FONTE:

Giovanni: allora avevamo detto che oggi avremmo parlato della giustezza e di una espressione italiana.
Iniziamo dalla giustezza che è la caratteristica delle cose giuste. Semplicemente. Ma l’importante è non confonderla con la giustizia.
La giustezza è la qualità di ciò che è giusto, conveniente o appropriato:
Es:
La giustezza di un provvedimento legislativo si valuta dagli effetti che produce. Altrimenti possiamo dire che è una legge sbagliata. Poi magari è anche giusta o ingiusta. Ma è un altro discorso.
Quindi parliamo della sua adeguatezza, appropriatezza, se vogliamo, la sua bontà.
Allora anziché dire che secondo me Giovanni ha detto una cosa giusta, posso dire:
Devo riconoscere la giustezza delle parole di Giovanni
Attenzione quindi, non possiamo usare la parola giustizia in questo caso.
Un altro esempio:
Devo ammettere che la sua osservazione è giusta.
Esattamente come dire:
Devo ammettere la giustezza della tua osservazione, o del tuo ragionamento.
Probabilmente hai fatto un ragionamento corretto, logico, esatto, quindi giusto. Potrebbe anche darsi che ciò che hai detto risponde al vero.
Se io rivendico la giustezza delle mie azioni, sto dicendo che ciò che ho fatto era giusto che io lo facessi. Non ho sbagliato a comportarmi così.
Se un sindaco di una città decide di mettere le telecamere in una via pericolosa, può dire che questa decisione la ritiene giusta perché ci sono stati dei furti e altri delitti in quella via. Il sindaco pertanto è convinto della giustezza della sua decisione. Era una decisione da prendere.
La giustizia è altra cosa perché c’è di mezzo il diritto di ognuno mediante l’attribuzione di quanto gli è dovuto secondo la ragione o la legge.

OBIETTIVO 1:
Restituisci senza modifiche tutto il testo sulla giustezza da "Iniziamo dalla giustezza" giù fino a "un altro discorso.".

ESTRATTO DEI DATI:
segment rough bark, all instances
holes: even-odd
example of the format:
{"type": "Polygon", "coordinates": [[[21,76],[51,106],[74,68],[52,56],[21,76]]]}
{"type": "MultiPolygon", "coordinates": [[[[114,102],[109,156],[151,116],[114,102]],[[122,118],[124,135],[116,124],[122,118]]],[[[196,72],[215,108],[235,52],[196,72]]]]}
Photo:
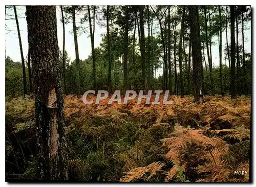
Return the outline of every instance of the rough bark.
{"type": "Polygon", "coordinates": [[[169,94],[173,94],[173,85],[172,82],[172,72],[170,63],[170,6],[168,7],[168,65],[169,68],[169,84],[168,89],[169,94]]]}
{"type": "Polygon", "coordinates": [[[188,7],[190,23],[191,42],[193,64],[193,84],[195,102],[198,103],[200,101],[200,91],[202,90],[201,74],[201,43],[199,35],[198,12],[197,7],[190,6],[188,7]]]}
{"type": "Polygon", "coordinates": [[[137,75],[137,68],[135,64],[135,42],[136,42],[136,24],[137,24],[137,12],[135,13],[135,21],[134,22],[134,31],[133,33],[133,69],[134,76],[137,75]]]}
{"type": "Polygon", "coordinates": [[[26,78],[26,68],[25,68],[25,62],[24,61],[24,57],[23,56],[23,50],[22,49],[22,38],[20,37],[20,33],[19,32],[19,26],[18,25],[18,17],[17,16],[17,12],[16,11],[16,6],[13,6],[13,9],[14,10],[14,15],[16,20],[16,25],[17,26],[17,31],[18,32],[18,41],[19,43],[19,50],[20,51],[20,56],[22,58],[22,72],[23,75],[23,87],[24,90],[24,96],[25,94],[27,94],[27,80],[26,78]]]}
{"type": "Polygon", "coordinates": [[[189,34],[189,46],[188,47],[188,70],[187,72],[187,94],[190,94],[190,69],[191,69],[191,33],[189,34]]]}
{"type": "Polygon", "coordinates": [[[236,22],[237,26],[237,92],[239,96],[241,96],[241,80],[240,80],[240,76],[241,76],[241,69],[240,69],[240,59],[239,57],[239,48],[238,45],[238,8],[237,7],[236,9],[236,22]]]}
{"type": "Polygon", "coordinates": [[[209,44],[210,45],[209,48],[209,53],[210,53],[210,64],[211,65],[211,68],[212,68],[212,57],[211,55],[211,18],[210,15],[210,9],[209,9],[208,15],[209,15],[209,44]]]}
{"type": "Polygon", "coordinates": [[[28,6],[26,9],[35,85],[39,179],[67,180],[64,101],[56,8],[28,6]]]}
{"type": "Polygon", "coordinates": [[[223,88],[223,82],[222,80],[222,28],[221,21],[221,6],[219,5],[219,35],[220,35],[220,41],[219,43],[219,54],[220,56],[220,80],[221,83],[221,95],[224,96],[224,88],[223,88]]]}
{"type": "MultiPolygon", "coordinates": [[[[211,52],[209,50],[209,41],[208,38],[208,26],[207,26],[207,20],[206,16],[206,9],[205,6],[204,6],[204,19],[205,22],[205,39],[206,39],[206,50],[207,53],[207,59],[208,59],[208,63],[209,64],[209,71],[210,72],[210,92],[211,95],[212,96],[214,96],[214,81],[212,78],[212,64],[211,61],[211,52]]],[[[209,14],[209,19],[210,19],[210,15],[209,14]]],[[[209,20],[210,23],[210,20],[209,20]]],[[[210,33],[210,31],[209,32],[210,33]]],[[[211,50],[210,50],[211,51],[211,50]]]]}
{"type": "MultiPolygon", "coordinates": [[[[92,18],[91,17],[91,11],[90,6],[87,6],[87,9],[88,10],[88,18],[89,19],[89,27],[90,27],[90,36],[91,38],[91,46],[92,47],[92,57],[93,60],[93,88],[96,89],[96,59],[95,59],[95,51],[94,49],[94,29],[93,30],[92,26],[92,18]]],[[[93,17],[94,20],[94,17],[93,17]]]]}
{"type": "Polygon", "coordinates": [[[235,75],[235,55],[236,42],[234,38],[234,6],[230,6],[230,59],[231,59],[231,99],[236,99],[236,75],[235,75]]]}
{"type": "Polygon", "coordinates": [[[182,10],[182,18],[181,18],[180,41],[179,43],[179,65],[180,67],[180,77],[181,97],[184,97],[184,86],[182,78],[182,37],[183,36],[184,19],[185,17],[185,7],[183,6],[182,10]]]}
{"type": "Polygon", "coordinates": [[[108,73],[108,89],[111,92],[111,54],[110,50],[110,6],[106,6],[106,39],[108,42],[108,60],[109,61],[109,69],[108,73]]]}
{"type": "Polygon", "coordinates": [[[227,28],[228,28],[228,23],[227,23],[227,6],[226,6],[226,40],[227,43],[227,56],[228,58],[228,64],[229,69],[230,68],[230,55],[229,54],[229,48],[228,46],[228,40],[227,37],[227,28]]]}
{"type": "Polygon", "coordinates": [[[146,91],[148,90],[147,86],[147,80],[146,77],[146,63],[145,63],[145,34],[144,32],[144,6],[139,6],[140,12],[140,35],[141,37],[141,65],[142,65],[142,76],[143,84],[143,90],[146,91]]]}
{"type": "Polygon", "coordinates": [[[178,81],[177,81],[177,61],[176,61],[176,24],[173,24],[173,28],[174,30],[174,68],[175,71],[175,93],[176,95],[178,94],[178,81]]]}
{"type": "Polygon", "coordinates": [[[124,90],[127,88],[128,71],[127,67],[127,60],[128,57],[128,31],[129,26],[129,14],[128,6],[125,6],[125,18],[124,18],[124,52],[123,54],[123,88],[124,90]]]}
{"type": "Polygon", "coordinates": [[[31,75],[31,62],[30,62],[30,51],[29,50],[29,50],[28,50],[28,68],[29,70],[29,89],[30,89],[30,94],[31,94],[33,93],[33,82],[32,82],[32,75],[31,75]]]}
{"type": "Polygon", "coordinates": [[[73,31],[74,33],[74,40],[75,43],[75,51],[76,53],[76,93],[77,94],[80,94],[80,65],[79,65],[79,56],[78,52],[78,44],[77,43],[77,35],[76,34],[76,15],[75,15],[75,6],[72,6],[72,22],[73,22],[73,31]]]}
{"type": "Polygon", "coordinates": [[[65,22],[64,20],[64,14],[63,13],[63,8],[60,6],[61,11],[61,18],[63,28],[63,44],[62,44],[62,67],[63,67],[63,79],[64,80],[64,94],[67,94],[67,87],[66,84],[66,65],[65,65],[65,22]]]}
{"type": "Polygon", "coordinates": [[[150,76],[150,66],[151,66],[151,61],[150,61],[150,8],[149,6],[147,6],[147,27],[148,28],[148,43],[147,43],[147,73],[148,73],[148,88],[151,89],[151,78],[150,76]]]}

OBIETTIVO 2:
Restituisci ogni riga che contiene la stringa "bark", tenendo conto di maiuscole e minuscole.

SOLUZIONE ESERCIZIO 1:
Iniziamo dalla giustezza che è la caratteristica delle cose giuste. Semplicemente. Ma l’importante è non confonderla con la giustizia.
La giustezza è la qualità di ciò che è giusto, conveniente o appropriato:
Es:
La giustezza di un provvedimento legislativo si valuta dagli effetti che produce. Altrimenti possiamo dire che è una legge sbagliata. Poi magari è anche giusta o ingiusta. Ma è un altro discorso.

SOLUZIONE ESERCIZIO 2:
segment rough bark, all instances
Return the outline of every instance of the rough bark.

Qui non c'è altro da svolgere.